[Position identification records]
----
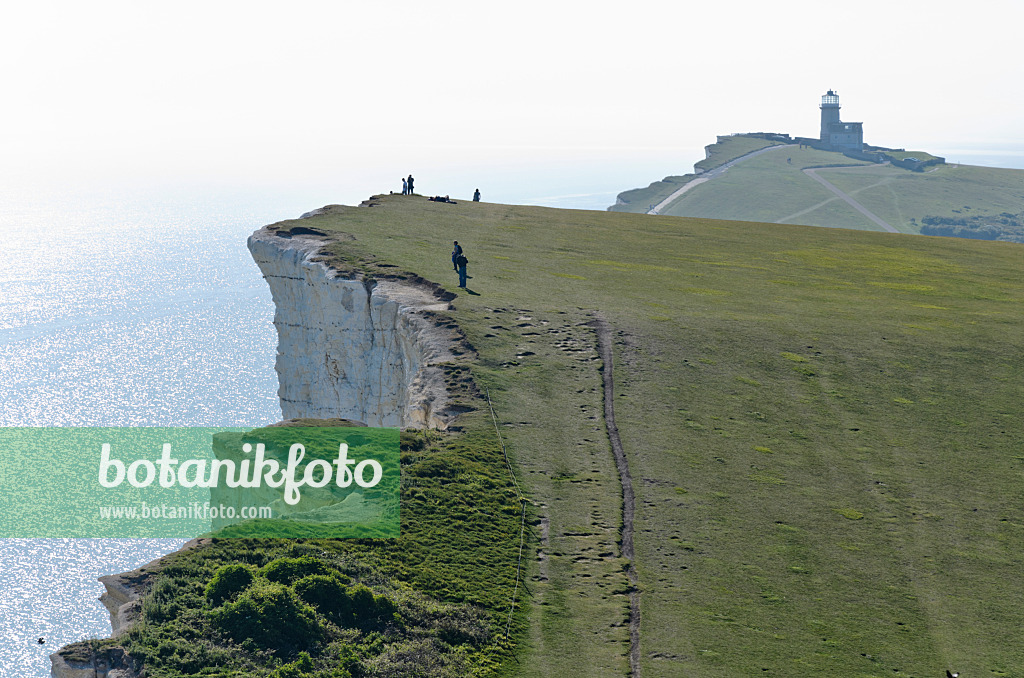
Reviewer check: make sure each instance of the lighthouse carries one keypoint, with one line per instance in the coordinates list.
(829, 113)
(837, 134)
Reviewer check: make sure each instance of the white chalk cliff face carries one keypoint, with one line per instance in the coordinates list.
(351, 349)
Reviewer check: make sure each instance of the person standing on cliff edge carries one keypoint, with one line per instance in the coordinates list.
(461, 261)
(456, 251)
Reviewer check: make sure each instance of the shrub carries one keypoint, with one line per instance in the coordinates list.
(227, 582)
(271, 616)
(328, 595)
(288, 570)
(298, 669)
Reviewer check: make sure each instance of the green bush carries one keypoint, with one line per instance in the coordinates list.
(271, 616)
(301, 668)
(288, 570)
(227, 582)
(328, 595)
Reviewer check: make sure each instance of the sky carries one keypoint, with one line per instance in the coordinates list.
(595, 93)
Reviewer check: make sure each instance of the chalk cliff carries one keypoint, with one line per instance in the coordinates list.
(350, 348)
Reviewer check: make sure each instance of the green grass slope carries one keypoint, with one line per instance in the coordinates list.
(728, 149)
(773, 187)
(822, 427)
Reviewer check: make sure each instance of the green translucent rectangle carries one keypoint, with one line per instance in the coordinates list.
(310, 481)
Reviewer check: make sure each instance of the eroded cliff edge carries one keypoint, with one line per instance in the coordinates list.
(351, 347)
(367, 350)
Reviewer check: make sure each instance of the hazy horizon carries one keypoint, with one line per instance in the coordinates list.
(567, 95)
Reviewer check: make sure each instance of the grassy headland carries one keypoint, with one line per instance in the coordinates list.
(773, 187)
(822, 428)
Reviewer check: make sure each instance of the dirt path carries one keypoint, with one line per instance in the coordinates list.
(813, 173)
(825, 202)
(708, 176)
(629, 499)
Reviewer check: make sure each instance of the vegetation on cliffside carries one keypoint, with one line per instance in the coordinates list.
(819, 424)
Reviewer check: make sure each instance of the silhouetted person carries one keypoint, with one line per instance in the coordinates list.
(462, 261)
(456, 251)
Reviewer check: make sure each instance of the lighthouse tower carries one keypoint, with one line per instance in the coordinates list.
(829, 113)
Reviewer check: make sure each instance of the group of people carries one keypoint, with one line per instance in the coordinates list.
(407, 189)
(459, 260)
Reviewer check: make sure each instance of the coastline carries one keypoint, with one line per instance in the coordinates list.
(396, 309)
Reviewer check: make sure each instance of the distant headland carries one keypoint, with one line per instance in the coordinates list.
(837, 179)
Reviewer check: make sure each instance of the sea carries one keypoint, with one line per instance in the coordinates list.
(137, 304)
(131, 303)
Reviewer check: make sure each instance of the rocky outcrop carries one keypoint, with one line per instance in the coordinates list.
(79, 661)
(353, 348)
(122, 599)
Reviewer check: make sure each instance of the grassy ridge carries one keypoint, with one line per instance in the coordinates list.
(820, 424)
(822, 428)
(640, 200)
(773, 188)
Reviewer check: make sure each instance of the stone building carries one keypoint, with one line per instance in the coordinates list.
(836, 133)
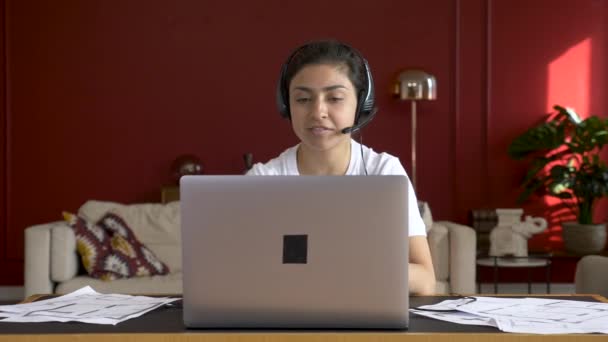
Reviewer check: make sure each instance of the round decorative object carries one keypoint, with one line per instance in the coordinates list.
(584, 238)
(186, 164)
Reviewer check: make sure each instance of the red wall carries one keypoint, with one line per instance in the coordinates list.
(102, 96)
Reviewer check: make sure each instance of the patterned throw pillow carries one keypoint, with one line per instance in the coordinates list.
(109, 250)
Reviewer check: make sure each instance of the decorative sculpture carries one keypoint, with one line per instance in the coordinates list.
(510, 236)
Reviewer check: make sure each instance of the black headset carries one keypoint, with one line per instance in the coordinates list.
(366, 109)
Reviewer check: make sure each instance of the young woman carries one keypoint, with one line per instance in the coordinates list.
(326, 91)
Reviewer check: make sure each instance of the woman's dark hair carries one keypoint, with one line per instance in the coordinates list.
(330, 52)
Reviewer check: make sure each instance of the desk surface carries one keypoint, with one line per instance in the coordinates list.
(166, 325)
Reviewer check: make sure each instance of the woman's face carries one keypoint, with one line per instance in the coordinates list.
(322, 102)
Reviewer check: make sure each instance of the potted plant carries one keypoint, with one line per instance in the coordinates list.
(565, 156)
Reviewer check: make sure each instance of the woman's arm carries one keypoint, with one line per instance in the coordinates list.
(421, 273)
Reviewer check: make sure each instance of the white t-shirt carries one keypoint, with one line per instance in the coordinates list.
(286, 164)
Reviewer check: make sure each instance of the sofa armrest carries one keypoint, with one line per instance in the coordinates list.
(463, 249)
(591, 276)
(37, 261)
(50, 257)
(64, 257)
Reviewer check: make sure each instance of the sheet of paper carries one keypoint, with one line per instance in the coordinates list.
(84, 305)
(457, 317)
(526, 315)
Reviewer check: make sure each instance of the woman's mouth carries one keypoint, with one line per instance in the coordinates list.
(320, 130)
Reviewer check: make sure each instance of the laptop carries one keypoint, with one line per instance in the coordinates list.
(295, 252)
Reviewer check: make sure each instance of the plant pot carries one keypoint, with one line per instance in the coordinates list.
(584, 238)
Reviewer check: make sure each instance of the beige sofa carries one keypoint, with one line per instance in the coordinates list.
(52, 263)
(591, 275)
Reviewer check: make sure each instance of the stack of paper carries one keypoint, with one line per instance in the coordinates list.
(84, 305)
(524, 315)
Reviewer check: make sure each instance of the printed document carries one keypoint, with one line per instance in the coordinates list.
(524, 315)
(84, 305)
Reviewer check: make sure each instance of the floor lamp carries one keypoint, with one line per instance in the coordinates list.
(415, 85)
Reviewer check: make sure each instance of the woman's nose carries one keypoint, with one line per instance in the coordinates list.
(319, 108)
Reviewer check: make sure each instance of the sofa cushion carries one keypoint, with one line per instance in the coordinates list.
(109, 250)
(155, 225)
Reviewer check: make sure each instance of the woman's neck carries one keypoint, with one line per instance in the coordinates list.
(331, 162)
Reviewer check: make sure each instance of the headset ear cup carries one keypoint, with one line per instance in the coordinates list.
(282, 100)
(366, 104)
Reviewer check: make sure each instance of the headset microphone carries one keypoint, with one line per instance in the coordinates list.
(363, 123)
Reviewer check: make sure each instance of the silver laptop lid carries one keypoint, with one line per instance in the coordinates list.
(295, 251)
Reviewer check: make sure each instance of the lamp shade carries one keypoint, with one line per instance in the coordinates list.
(416, 85)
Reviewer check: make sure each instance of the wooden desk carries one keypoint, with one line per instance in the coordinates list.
(166, 325)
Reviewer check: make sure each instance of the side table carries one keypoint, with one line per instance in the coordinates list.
(528, 262)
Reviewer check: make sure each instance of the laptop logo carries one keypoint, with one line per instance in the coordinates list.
(295, 249)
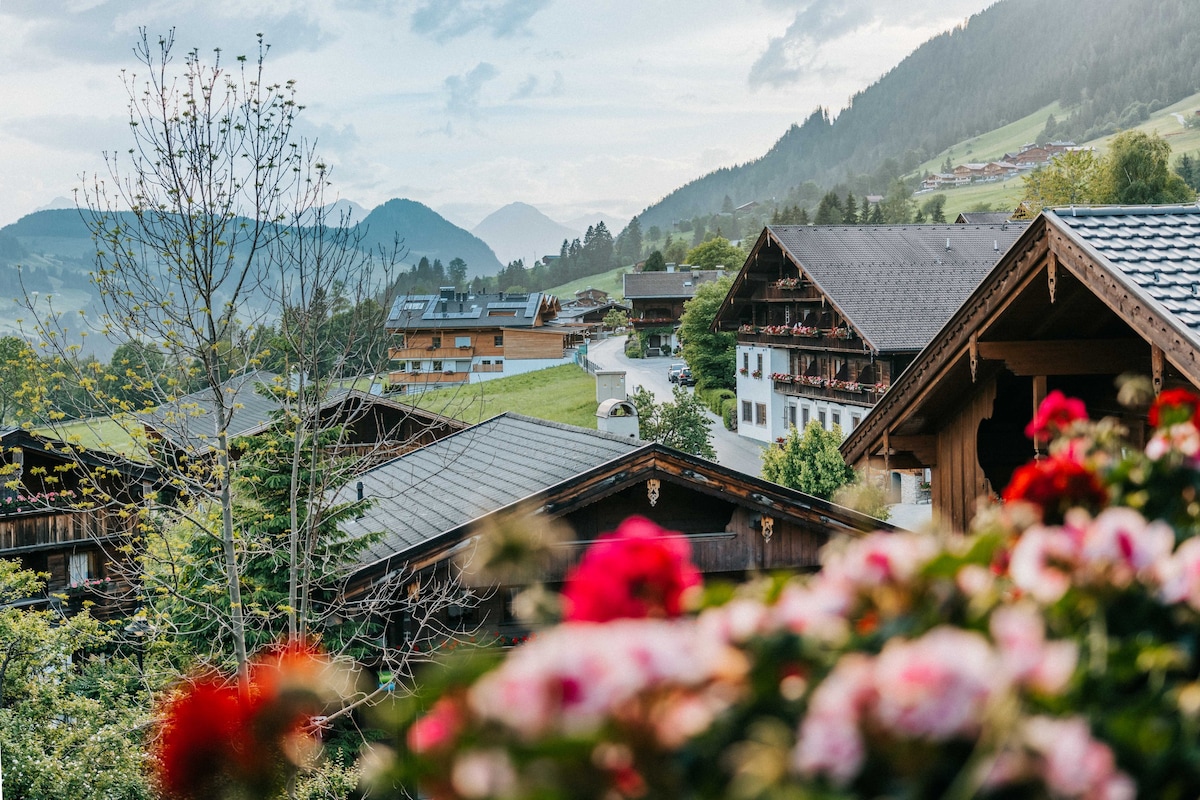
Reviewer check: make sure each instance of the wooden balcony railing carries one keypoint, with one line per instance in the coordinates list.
(34, 530)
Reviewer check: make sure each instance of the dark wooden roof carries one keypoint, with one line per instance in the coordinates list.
(894, 284)
(667, 286)
(460, 310)
(1119, 272)
(429, 499)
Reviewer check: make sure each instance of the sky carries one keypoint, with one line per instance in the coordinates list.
(576, 108)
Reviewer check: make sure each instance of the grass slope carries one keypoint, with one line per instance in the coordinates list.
(610, 282)
(564, 394)
(1005, 196)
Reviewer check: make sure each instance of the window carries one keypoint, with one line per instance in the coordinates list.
(78, 567)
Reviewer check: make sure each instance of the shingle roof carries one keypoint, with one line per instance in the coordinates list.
(189, 422)
(667, 284)
(463, 310)
(897, 284)
(469, 474)
(1156, 247)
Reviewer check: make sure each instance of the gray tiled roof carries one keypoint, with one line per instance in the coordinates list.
(1156, 247)
(465, 310)
(667, 284)
(189, 422)
(469, 474)
(897, 284)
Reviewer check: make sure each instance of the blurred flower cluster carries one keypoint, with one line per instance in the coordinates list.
(1053, 651)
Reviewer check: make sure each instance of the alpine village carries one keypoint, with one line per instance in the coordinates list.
(868, 468)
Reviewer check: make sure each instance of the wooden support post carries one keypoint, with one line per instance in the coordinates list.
(1156, 366)
(1039, 394)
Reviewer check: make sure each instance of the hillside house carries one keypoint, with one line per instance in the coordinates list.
(827, 316)
(657, 300)
(1083, 296)
(456, 337)
(64, 511)
(432, 504)
(373, 427)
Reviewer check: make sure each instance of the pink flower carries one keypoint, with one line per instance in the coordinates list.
(937, 686)
(438, 728)
(1019, 633)
(1055, 415)
(637, 571)
(1120, 545)
(1180, 575)
(1073, 763)
(1042, 563)
(1182, 438)
(829, 740)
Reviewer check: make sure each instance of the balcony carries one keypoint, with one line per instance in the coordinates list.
(798, 336)
(840, 391)
(34, 530)
(439, 354)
----
◆ WRITTEN TASK
Give back exactly the lines running from the line containing "Reviewer check: make sure each instance of the pink" through the end of the material above, both included, and nothing beyond them.

◆ FINAL RESULT
Reviewer check: make sure each instance of the pink flower carries one keypoint, with one line per instance in the coordinates list.
(937, 686)
(438, 728)
(1019, 633)
(1055, 415)
(637, 571)
(1120, 545)
(1180, 575)
(1073, 763)
(1042, 563)
(1182, 438)
(829, 740)
Reviewer check: make sure each instance of the balcony carries one keypoint, with one line per instance in the coordinates list.
(798, 336)
(840, 391)
(34, 530)
(439, 354)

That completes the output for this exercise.